■ The data:
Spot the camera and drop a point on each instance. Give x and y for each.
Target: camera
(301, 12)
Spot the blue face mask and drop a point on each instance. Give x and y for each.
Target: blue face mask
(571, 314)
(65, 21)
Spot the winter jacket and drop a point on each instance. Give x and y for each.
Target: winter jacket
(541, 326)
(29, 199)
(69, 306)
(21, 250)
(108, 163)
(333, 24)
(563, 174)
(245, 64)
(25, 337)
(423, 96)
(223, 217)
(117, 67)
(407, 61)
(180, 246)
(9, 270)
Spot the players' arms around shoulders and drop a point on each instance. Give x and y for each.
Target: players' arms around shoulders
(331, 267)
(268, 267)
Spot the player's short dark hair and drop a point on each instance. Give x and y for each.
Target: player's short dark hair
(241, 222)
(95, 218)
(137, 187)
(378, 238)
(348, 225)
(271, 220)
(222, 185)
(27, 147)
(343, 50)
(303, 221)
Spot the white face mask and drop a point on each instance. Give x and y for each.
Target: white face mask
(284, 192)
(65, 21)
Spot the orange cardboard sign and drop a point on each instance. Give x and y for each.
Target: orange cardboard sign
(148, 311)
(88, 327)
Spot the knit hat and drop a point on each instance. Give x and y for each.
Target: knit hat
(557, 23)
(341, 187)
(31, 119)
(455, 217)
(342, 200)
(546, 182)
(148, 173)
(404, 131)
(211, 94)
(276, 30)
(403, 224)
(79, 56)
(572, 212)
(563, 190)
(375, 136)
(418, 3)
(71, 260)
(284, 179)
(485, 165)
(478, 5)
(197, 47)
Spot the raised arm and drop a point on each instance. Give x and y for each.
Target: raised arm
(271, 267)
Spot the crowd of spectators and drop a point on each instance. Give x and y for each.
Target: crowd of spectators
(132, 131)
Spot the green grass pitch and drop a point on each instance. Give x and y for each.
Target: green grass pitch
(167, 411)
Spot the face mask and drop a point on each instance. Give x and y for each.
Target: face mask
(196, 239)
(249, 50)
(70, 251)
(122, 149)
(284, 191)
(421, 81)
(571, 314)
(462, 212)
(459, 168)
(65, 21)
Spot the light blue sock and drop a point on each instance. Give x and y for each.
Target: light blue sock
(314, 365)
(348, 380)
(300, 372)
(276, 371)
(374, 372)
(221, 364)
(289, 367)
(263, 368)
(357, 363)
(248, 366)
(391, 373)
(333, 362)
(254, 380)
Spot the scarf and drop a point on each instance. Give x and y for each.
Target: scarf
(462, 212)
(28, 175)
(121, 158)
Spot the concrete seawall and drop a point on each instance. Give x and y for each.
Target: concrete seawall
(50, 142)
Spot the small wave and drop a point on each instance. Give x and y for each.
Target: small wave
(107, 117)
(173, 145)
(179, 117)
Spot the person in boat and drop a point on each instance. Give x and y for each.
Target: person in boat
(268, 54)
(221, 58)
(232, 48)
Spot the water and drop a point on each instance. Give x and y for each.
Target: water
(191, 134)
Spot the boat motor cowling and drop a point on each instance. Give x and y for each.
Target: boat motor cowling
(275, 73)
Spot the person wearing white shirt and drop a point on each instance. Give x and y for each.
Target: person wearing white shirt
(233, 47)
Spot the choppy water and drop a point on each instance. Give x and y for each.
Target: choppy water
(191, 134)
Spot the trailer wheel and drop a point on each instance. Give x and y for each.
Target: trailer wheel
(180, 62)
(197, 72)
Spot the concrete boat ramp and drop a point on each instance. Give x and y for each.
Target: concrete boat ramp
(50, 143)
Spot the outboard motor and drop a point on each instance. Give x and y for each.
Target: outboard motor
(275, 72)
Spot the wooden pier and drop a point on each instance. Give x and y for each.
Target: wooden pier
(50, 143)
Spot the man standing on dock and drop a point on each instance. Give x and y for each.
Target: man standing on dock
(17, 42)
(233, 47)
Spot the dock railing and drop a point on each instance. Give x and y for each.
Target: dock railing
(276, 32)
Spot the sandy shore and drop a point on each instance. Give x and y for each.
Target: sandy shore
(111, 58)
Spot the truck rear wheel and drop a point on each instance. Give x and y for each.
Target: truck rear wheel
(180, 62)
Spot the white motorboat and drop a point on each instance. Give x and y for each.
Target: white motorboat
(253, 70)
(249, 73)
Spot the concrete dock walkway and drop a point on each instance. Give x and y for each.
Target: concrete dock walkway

■ Problem: What must be transcribed is the run of lines from the one containing "Target: concrete seawall" to the last line of the data above, inclusive, and only that.

■ Task output:
Target: concrete seawall
(50, 142)
Spot the small wave and drop a point on each instance. Give x and y for each.
Target: small wave
(107, 117)
(173, 145)
(179, 117)
Spot the person in boat and drop a point on each instance. Give x and y for each.
Target: person in boat
(268, 54)
(221, 58)
(232, 48)
Spot the water and drop a point on each instance. Give x and y for each.
Target: water
(191, 134)
Spot the boat motor cowling and drop a point on each instance. Give x and y for each.
Target: boat motor cowling
(275, 73)
Spot the person wearing white shirt and drop a point on each instance. Give x and y for each.
Target: person wearing white shirt
(233, 47)
Spot the choppy water and drop a point on each instance. Give x and y for each.
Target: choppy water
(191, 134)
Spot the trailer wheel and drop a point on each instance. Give x and y for each.
Target: trailer wheel
(180, 62)
(197, 72)
Spot the concrete boat ramp and drop a point on each instance. Give x and y for each.
Target: concrete boat ramp
(50, 143)
Spot the outboard motor and drop a point on each instance. Give x and y for each.
Target: outboard motor
(275, 72)
Spot the wooden pier and drop a point on each instance. Give x and y for each.
Target: wooden pier
(50, 143)
Spot the man standing on dock and drop a point on each instance. Give x and y for each.
Target: man standing on dock
(17, 42)
(233, 47)
Spot the dock railing and drop a point on each instance. Give x and y for each.
Target: dock railing
(276, 32)
Spot the sandy shore and drop a point on each instance. Give x and y for each.
Target: sandy shore
(111, 58)
Spot the truck rear wheel and drop a point on each instance. Give x and y for each.
Target: truck rear wheel
(180, 62)
Spot the white motorboat and drop a point on each instance. Give x and y for each.
Target: white motorboat
(253, 70)
(249, 73)
Spot the concrete dock walkway and drop a point on each instance. Give x and y for each.
Target: concrete dock walkway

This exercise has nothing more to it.